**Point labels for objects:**
-- start --

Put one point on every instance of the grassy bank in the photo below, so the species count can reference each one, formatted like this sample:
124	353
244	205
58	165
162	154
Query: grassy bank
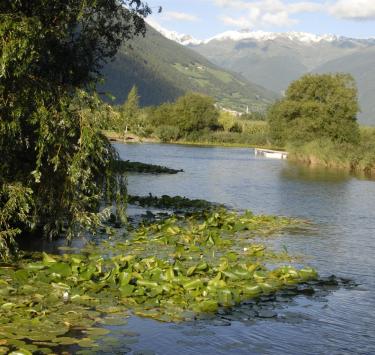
354	158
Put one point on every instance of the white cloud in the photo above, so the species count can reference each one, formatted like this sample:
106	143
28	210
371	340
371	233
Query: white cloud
264	13
180	16
360	10
280	19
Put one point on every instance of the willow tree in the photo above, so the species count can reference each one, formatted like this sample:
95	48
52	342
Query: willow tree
55	166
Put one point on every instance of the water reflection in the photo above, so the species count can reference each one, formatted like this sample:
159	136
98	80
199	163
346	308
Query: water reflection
342	209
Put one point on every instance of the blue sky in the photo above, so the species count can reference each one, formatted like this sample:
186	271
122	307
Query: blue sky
206	18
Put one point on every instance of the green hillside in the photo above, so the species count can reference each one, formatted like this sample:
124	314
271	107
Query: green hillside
164	70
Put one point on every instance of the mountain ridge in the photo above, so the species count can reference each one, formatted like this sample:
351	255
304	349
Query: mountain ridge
164	70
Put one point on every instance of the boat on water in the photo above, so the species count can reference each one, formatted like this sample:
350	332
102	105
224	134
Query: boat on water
273	154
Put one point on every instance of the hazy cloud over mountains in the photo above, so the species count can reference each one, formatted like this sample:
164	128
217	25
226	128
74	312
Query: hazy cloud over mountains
281	13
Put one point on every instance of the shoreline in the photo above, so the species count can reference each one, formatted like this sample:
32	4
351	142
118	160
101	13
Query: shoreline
134	139
307	160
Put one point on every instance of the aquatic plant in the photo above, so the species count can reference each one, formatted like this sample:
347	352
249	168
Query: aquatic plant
127	166
171	202
169	270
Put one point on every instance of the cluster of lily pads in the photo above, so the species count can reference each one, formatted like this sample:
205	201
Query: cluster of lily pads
127	166
171	202
170	271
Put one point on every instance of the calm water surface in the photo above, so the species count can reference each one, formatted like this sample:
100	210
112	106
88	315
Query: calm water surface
342	209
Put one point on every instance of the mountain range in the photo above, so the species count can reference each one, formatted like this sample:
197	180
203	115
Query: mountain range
274	60
163	70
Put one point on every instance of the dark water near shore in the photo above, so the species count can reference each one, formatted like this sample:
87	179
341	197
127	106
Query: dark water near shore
342	242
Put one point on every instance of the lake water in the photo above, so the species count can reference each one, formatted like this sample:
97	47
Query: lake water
341	242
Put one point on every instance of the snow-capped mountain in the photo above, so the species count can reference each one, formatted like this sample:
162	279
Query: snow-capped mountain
271	36
260	36
274	59
180	38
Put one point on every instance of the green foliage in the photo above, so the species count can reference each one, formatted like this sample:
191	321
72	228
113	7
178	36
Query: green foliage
236	128
314	107
195	112
129	113
171	270
357	158
167	133
49	139
169	202
122	167
164	70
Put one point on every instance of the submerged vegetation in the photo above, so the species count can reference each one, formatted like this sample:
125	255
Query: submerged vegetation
170	271
169	202
127	166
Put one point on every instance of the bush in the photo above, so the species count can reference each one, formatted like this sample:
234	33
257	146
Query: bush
315	107
167	133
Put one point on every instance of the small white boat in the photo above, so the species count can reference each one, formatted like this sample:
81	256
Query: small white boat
273	154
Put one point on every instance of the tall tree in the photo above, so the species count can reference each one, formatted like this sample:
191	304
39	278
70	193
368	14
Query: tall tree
317	106
129	112
54	161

-- end --

**Task statement:**
Can you copy every one of the lines above word for word, leaving out the pictures?

**In response:**
Put one point on every instance of the grassy bank in the photo below, so the species count can reference each one, formatted like this sample:
124	353
244	205
58	165
162	154
Query: grassy bank
354	158
Put one point on every instance of the white cloud in the photo above, so the species count can reference each one, formatted like this sample:
106	143
28	210
371	340
371	233
Query: white cloud
264	13
180	16
360	10
280	19
Put one point on every instance of the willow tree in the photo above, so the species count can reference each one, formatted like this sample:
95	48
52	342
Query: willow tree
55	166
Put one point on every instance of the water reflection in the photo above, so the species count can reference each one, formatted like this sample:
159	136
98	80
199	163
346	308
Query: water reflection
342	209
Put one point on every instance of the blue sky in the photo above, so the species count can reference each one, formatted like this sample:
186	271
122	307
Query: blue sky
206	18
Put one point on every instance of the green hillside in the photo above, so the species count can reference each one, formatted like this sample:
124	314
271	107
Query: green hillside
164	70
Put one point on every instance of the mountain ridge in the photo above, so the species count can reference each one, formatted like this sample:
351	255
304	349
Query: mountain ridge
164	70
Put one point on every instance of the boat on water in the photo above, so the species count can reference each one, formatted like this sample:
350	332
102	105
224	134
Query: boat on water
273	154
Put one point on every instance of the hazy cloud over mountains in the photo above, so the species count can reference each one, formatted like this sample:
164	128
217	25
226	128
74	312
Query: hazy cloud over mountains
281	13
Put one point on every instance of the shoreline in the photo above, so the species count can reference each one, formatted like this sample:
32	4
351	142
118	160
101	13
Query: shoreline
134	139
307	160
Put one point on every instance of the aquatic plant in the photo above, so the species count can reference each one, formatted like this sample:
347	352
249	168
Query: aquatic plant
127	166
171	202
169	270
Put one point on every instance of the cluster of lily pads in the photo above, so the species count can reference each one, formatted like this sample:
205	201
Query: cluster of lily pads
127	166
171	202
170	271
Put one point on every instance of the calm water surface in the photo above, so the species count can reference each one, formatted like this sample:
100	210
112	106
88	315
Query: calm water surface
342	209
Put one point on every instance of the mountain range in the photo above, so the species count can reference each one, formatted like this sample:
197	180
203	115
Query: mountain range
274	60
163	70
Put one point on every instance of the dark water near shore in the photo above, so the species count can reference each one, formatted like this sample:
87	179
341	197
127	106
Query: dark water near shore
342	242
Put one point on every instance of the lake water in the photo above, so the species count can reference each one, formatted like this sample:
97	47
Query: lake water
341	242
Put one point on every instance of the snow-capped mountain in the photo above, so the species count can reference each one, formatted like this sample:
162	279
Query: snow-capped mountain
271	36
260	36
274	59
180	38
Put one point on every instance of the green foliage in the photo above, so the species count can reference each one, formatted like this sample:
191	321
72	228
113	7
178	36
Query: green foliage
236	128
314	107
195	112
129	113
171	270
357	158
167	133
49	139
169	202
122	167
164	70
Put one point on every instance of the submerged vegetation in the photo above, so the species count can reference each one, formatted like this sample:
125	255
Query: submerged vegetation
170	271
169	202
127	166
Put one point on every instance of the bush in the photo above, so the species count can reference each one, formatted like this sample:
234	33
257	146
Query: bush
315	107
167	133
Put one point on every instance of the small white boat in the photo above, so the species count can reference each one, formatted like this sample:
81	256
Query: small white boat
273	154
Put one point on every instance of the tall tree in the photo above, so the species count can reference each one, formatted like this sample:
191	304
39	278
70	193
368	14
Query: tall tree
317	106
129	112
54	161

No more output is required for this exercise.